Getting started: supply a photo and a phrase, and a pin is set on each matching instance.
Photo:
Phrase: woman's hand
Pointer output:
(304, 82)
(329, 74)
⁂
AIM OF THE EXERCISE: Reproduce every entry above so that each one matches its source exactly.

FINAL ANSWER:
Getting started: supply a photo and a phrase, and a pin is set on each matching instance.
Photo:
Phrase: woman's hand
Pointer output:
(304, 82)
(329, 74)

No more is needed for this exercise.